> _EXERCISE INSTRUCTIONS_
Write the next part of the commentary on prescription drug prices, picking up after its last sentence.

> _TEXT UNDER STUDY_
The drug companies, with the help of hundreds of lobbyists, have succeeded in keeping this proposal off the table, even though studies have shown it would save billions of dollars a year.
If health care legislation is signed into law with no controls on drug prices, the pharmaceutical industry will have a financial bonanza. Drug companies will get millions of new customers while continuing a system that leaves the United States as the only country in the developed world that lets the industry charge more or less what it wishes.
The United States spends $300 billion a year on prescription drugs twice as much as we spend on higher education. We spend more on medicines than do all the people of Japan, Germany, France, Italy, Spain, Britain, Canada, Australia and New Zealand combined.
Drug executives have long believed that Americans should eagerly fork over this money. They say we shouldn't think twice about paying an average of $120 for each brand-name drug up from an average price of $65 in 2000.
If prices were limited, the executives warn, companies would be forced to cut back on scientific research and Americans would get far fewer new medicines. Discovering a drug can take more than a decade, they say, and run up a research bill approaching $1 billion.
But do their theories hold up? No. It's painfully clear that we're not getting our money's worth from what we pay for medicines.
It's true that discovering a new lifesaving drug is expensive. Whether the cost is as high as the industry claims continues to be a matter of fierce debate. The drug companies have refused to allow outside scrutiny of what they spend in their labs. In fact, the companies' actual research costs are one of the industry's most closely guarded secrets.
But there's a bigger issue that has largely escaped public scrutiny. Over the last 30 years, the industry hasn't focused its efforts on discovering those truly amazing innovations that can change the practice of medicine. Instead, the companies order their scientists to turn out mostly rehashes of medicines already being sold. It's far less expensive to copy a medicine tweaking a molecule just enough so it gets its own patent than it is to do the years of work needed to find new and better cures.

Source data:
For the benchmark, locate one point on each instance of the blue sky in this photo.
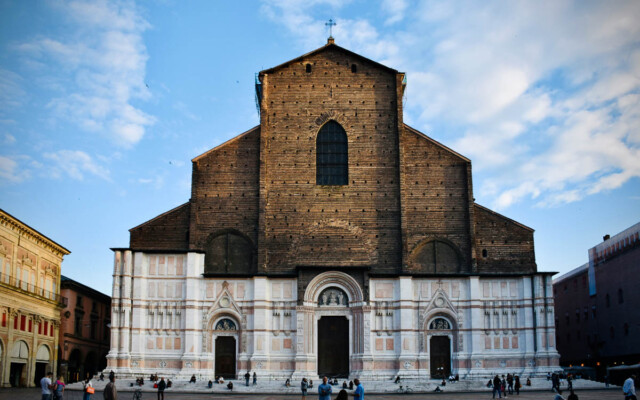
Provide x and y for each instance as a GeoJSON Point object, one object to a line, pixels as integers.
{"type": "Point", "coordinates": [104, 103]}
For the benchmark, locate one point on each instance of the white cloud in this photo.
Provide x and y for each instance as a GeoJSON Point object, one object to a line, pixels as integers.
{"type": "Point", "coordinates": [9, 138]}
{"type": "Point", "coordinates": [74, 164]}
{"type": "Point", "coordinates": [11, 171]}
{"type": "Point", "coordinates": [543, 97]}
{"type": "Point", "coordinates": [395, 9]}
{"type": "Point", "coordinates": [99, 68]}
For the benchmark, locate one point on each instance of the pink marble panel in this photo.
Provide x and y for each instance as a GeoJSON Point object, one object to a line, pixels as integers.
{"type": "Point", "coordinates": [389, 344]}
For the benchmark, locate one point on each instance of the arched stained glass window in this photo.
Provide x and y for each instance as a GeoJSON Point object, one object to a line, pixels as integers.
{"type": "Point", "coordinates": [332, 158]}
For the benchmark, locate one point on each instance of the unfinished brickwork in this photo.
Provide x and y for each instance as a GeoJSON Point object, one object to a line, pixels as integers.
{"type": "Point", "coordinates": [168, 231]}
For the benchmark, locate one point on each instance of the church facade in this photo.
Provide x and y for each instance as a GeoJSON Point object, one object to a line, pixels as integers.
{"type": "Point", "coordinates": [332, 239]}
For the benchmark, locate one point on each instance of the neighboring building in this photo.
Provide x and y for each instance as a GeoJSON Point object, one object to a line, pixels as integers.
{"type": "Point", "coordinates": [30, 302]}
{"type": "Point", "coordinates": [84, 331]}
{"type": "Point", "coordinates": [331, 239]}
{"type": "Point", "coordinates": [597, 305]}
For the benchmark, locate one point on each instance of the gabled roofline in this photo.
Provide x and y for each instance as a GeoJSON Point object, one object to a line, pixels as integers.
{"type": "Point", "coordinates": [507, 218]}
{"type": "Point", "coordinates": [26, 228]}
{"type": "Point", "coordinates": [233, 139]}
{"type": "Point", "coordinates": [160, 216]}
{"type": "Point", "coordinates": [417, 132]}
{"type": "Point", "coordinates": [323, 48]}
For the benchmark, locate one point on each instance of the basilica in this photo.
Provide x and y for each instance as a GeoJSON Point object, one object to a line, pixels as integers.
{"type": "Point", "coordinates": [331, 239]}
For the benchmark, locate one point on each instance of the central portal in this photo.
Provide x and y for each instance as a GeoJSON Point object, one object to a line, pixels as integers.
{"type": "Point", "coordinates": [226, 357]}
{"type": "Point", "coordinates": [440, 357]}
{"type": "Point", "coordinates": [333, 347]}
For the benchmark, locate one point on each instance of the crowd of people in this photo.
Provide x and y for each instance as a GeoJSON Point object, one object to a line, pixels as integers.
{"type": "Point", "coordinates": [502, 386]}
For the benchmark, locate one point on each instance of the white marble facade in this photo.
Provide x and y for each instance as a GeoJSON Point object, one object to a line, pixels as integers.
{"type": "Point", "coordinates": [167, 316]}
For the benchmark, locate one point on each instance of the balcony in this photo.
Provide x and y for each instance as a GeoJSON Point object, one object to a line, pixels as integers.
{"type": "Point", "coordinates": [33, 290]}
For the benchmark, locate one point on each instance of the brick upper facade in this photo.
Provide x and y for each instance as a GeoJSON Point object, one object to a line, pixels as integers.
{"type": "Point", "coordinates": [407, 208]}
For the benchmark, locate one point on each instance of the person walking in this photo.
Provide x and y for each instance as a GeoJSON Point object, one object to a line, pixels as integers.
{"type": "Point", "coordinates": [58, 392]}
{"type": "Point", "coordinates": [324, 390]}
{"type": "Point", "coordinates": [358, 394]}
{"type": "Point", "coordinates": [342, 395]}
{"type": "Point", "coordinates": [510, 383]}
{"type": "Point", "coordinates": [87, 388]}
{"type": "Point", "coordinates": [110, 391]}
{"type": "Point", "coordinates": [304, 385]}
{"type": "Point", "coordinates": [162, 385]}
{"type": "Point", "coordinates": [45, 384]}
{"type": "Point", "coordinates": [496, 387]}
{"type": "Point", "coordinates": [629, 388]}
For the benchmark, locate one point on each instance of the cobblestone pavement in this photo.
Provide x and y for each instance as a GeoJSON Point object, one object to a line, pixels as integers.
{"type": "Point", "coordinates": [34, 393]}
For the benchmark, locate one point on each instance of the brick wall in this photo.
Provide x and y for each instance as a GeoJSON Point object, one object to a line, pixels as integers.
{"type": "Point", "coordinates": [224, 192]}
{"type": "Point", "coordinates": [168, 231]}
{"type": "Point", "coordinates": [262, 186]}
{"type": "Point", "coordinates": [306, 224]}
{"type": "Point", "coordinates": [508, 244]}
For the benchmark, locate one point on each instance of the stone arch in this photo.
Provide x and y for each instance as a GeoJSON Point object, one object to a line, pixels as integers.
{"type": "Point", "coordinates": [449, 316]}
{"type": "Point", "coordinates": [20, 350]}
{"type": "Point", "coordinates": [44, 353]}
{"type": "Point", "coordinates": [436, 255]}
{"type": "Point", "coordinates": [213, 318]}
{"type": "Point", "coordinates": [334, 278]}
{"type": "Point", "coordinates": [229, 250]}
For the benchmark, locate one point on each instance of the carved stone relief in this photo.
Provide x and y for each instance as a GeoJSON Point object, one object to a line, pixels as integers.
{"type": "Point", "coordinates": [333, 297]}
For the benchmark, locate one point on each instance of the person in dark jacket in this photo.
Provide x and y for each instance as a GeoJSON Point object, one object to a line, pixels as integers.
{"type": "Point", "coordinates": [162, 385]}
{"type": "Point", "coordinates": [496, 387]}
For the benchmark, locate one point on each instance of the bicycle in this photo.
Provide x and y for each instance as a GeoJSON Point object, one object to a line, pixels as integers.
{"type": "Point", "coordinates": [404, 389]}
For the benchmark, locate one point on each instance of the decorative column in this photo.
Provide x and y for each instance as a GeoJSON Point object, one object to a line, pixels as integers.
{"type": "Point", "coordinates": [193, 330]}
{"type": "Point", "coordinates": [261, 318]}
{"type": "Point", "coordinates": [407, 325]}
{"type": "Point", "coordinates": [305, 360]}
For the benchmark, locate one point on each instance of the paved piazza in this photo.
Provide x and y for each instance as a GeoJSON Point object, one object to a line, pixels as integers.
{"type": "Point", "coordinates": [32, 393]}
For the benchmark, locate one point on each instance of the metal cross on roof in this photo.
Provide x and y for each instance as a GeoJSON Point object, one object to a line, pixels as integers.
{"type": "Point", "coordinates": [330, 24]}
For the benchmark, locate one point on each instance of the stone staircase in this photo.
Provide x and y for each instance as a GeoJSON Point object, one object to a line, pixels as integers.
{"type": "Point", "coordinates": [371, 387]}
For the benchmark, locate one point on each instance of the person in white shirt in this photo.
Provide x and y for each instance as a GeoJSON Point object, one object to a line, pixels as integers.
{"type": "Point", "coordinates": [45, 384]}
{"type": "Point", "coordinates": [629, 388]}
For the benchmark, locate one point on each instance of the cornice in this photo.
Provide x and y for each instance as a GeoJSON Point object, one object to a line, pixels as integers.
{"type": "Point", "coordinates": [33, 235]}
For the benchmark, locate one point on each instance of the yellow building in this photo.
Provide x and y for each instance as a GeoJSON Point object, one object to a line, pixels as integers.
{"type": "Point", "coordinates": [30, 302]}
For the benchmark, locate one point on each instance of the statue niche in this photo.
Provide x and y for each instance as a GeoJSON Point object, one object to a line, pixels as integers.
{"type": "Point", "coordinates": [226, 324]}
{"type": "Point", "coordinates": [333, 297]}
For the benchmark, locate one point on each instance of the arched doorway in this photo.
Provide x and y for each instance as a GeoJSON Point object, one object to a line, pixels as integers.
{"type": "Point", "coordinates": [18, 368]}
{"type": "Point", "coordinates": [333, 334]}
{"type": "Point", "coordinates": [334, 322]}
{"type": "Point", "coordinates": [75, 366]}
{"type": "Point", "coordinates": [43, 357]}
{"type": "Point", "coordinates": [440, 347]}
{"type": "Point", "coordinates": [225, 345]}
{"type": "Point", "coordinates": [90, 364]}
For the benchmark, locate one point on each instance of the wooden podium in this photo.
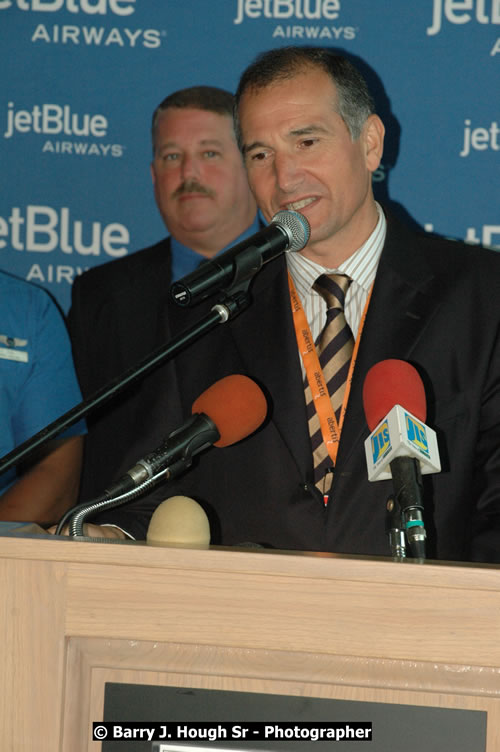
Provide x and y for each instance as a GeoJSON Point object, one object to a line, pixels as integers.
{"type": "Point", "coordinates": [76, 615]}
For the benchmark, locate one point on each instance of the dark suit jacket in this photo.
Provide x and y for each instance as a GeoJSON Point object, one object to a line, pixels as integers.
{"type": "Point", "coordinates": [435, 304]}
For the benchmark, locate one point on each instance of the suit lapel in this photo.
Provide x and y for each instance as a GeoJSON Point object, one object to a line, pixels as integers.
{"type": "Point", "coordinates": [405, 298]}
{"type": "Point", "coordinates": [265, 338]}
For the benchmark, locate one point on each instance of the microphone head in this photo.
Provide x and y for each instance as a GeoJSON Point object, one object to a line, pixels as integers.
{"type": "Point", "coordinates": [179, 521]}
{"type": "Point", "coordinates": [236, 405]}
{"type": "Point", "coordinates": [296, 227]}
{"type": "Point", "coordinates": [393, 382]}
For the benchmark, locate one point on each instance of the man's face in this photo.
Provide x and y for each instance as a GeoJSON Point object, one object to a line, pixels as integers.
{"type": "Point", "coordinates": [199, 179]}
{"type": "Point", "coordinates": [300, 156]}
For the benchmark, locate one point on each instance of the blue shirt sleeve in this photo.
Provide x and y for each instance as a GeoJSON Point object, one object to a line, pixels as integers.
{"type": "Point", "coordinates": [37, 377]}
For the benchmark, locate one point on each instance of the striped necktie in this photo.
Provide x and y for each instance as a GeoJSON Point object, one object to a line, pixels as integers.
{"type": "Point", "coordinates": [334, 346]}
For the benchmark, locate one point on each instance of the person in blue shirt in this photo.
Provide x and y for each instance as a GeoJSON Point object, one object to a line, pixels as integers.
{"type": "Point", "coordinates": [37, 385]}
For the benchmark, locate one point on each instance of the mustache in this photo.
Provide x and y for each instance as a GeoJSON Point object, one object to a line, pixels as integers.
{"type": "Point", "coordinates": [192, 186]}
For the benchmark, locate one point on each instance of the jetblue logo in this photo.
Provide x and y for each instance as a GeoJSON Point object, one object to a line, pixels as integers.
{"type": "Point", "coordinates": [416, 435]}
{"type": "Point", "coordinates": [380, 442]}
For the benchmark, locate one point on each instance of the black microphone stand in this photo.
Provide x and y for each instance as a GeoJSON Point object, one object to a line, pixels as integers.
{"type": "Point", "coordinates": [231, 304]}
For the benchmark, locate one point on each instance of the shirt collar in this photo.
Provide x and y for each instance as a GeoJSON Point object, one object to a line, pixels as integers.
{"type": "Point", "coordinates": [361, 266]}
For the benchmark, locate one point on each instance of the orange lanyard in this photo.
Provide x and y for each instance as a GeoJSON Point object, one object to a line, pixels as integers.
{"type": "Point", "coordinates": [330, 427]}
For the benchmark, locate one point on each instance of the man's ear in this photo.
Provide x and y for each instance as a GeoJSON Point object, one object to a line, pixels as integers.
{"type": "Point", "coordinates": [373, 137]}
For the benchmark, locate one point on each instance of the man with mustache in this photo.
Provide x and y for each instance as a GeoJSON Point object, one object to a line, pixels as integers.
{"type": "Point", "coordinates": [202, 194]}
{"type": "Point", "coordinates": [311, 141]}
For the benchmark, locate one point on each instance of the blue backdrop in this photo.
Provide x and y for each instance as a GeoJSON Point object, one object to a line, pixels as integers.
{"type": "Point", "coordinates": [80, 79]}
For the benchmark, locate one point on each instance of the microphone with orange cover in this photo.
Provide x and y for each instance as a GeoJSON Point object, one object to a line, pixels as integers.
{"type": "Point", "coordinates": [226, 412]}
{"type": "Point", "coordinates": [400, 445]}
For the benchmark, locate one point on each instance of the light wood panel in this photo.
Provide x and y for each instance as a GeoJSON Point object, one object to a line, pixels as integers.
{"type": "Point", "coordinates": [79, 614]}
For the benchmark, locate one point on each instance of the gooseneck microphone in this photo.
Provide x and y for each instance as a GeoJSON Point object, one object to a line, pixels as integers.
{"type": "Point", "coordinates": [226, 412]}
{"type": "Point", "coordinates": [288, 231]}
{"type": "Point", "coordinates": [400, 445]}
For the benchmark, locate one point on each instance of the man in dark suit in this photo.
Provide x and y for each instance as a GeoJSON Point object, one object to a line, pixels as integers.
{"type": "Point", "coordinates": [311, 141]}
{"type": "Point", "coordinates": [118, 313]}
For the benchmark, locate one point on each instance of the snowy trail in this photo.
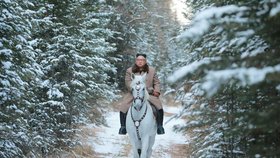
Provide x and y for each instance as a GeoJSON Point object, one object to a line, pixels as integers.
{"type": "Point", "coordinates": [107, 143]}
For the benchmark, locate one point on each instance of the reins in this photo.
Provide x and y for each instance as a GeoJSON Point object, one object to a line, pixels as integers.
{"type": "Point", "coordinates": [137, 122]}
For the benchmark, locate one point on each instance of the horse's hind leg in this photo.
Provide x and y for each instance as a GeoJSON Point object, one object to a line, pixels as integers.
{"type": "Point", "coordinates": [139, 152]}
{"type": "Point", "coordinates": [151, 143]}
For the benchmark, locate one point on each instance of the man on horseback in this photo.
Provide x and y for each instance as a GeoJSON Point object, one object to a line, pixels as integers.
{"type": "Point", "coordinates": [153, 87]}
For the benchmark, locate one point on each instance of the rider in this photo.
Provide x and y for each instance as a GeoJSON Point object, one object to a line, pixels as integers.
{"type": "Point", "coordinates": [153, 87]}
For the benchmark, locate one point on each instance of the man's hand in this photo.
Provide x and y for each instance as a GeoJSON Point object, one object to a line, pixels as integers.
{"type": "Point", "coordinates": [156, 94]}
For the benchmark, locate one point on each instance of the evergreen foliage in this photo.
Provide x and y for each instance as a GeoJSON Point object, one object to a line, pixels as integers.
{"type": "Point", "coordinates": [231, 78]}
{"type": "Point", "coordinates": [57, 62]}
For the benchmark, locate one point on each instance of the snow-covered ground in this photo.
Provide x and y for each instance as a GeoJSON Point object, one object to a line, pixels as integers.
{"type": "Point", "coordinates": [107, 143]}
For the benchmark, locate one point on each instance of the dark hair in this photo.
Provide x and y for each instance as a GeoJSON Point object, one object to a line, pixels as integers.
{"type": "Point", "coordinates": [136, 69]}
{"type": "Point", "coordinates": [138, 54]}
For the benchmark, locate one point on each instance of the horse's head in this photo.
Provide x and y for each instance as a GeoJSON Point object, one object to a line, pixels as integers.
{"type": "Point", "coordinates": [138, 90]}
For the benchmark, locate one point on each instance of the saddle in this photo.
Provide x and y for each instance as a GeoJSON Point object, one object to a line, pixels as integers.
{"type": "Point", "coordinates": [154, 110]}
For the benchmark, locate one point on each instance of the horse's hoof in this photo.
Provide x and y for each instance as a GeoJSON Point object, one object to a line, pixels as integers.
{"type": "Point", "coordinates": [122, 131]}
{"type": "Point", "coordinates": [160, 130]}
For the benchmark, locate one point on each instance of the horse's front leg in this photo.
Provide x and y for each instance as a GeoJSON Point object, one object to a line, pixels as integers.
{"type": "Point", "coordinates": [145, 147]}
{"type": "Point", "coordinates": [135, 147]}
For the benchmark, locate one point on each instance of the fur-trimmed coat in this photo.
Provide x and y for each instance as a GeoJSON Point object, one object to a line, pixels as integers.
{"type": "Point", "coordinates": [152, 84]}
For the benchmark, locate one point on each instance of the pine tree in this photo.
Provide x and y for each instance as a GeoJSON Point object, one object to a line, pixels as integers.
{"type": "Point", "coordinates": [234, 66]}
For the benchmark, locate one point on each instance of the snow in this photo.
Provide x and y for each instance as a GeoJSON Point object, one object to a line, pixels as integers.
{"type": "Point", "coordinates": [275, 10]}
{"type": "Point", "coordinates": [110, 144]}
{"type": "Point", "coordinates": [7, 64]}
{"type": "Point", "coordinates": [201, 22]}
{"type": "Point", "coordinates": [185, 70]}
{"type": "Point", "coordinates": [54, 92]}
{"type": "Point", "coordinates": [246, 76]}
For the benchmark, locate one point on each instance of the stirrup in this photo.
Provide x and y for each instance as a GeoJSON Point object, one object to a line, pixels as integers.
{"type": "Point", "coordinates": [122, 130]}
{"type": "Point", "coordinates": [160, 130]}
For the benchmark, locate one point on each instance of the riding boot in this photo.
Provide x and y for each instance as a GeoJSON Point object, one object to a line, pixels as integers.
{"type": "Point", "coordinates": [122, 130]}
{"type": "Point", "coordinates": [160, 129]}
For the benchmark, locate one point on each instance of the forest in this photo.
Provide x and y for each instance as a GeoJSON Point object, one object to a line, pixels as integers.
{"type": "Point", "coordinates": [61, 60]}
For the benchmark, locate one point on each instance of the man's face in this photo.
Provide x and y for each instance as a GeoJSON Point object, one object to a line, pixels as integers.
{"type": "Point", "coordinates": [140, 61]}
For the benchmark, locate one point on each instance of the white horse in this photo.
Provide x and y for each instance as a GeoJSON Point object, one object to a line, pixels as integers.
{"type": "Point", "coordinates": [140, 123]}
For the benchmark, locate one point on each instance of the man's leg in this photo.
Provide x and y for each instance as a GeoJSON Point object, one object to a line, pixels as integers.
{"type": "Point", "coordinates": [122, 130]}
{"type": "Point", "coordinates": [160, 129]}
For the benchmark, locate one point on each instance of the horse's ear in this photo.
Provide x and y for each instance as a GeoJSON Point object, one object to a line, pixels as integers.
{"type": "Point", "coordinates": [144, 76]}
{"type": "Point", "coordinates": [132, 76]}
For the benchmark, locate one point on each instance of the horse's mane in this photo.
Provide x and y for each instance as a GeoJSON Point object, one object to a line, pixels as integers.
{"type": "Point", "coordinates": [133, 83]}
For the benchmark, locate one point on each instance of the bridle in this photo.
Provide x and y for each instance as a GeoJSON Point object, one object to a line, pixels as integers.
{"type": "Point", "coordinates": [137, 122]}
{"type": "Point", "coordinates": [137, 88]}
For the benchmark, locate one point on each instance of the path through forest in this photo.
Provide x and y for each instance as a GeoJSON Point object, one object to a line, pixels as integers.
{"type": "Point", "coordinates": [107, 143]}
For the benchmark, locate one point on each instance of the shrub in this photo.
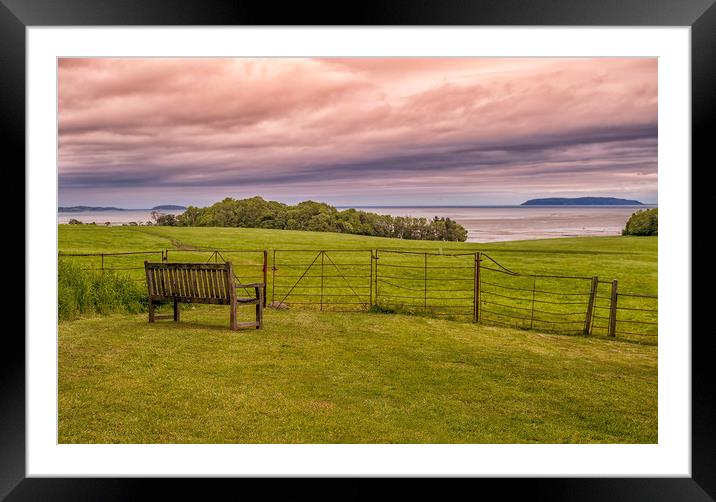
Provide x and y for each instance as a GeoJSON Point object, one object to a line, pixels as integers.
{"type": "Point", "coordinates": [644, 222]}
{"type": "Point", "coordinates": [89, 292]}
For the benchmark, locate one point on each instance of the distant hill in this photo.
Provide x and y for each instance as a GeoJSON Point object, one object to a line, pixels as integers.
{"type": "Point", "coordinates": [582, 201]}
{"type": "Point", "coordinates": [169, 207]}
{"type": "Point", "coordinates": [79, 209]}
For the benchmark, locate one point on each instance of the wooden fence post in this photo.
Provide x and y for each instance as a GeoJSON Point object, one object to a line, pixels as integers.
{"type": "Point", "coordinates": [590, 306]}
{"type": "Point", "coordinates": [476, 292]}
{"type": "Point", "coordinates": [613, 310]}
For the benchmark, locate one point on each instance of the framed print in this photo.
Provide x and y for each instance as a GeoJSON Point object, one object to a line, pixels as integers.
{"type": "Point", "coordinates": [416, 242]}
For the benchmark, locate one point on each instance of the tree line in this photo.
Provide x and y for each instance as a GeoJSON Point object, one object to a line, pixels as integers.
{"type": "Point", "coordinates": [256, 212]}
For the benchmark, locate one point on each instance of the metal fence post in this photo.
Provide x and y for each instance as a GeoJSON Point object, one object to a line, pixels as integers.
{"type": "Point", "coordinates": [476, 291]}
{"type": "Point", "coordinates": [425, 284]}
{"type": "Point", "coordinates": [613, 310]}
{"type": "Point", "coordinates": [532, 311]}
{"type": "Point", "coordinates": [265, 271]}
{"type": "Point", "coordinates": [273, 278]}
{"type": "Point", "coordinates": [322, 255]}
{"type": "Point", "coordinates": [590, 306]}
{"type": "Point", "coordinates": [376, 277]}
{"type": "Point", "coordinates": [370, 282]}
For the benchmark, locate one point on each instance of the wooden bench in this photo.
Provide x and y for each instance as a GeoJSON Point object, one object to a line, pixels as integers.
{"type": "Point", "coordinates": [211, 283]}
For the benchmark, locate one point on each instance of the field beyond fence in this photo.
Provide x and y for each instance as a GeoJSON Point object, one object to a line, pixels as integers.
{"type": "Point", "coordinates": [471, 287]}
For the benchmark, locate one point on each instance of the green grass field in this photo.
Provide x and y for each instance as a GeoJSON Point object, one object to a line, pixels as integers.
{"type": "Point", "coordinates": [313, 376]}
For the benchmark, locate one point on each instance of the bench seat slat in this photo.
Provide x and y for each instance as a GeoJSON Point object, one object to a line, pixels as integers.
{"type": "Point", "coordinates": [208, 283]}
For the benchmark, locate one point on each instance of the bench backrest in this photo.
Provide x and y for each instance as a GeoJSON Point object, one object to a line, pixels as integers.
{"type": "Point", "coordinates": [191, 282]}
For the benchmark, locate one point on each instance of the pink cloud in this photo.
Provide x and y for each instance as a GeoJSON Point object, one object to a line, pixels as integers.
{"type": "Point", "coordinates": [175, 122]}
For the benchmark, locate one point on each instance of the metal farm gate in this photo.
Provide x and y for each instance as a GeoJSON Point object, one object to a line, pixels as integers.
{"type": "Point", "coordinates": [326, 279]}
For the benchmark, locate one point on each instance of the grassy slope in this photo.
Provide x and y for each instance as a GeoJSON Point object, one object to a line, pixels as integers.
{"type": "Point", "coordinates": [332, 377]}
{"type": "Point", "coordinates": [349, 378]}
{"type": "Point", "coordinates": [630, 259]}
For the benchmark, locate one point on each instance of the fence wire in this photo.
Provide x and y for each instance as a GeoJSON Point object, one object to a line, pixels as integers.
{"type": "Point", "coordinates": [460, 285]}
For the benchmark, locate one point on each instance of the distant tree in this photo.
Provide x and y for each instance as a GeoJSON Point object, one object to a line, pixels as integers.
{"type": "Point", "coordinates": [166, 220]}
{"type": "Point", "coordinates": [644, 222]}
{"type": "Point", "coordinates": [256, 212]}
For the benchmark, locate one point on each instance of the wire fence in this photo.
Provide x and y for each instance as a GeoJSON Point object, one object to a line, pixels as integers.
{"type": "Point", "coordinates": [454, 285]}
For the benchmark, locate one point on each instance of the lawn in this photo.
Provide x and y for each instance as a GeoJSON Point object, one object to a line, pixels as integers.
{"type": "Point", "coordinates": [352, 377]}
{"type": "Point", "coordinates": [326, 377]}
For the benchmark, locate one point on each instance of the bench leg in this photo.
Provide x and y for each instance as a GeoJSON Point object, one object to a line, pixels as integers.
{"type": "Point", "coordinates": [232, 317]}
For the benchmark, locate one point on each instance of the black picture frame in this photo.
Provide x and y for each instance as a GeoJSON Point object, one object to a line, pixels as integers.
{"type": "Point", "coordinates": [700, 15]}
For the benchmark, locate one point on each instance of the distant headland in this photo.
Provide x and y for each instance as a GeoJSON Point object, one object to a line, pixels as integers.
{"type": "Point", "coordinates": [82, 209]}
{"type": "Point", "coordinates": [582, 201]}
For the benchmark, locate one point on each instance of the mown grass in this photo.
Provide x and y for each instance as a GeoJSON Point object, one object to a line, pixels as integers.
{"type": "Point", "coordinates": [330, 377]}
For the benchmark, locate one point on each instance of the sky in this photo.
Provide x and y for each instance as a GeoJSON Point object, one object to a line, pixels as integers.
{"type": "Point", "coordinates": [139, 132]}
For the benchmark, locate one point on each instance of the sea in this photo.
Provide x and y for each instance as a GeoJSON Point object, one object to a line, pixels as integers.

> _RESPONSE TO THE TASK_
This focus on copycat medicines is apparent in the list of drugs approved by the Food and Drug Administration. Of the medicines approved between 1990 and 2004, only 16 percent were what government reviewers deemed to be actually new and significant. The rest were medicines we were using in a slightly different form.
With no price controls, the industry gets away with charging exorbitant amounts even for drugs that barely work. Take Erbitux, a cancer drug sold by Bristol-Myers Squibb. An 18-week course of the drug can cost as much as two BMWs. Yet that course of Erbitux has been shown to extend the lives of lung cancer patients by little more than a month. It's hard to see how this is anything other than executives taking advantage of patients desperate for a ray of hope.
As other countries limit prices, the drug companies have looked to Americans to pay more. Medicine prices elsewhere are 35 percent to 55 percent lower, according to the Congressional Budget Office. A logical outcome of this: Americans are paying for pharmaceutical research that people all over the world benefit from.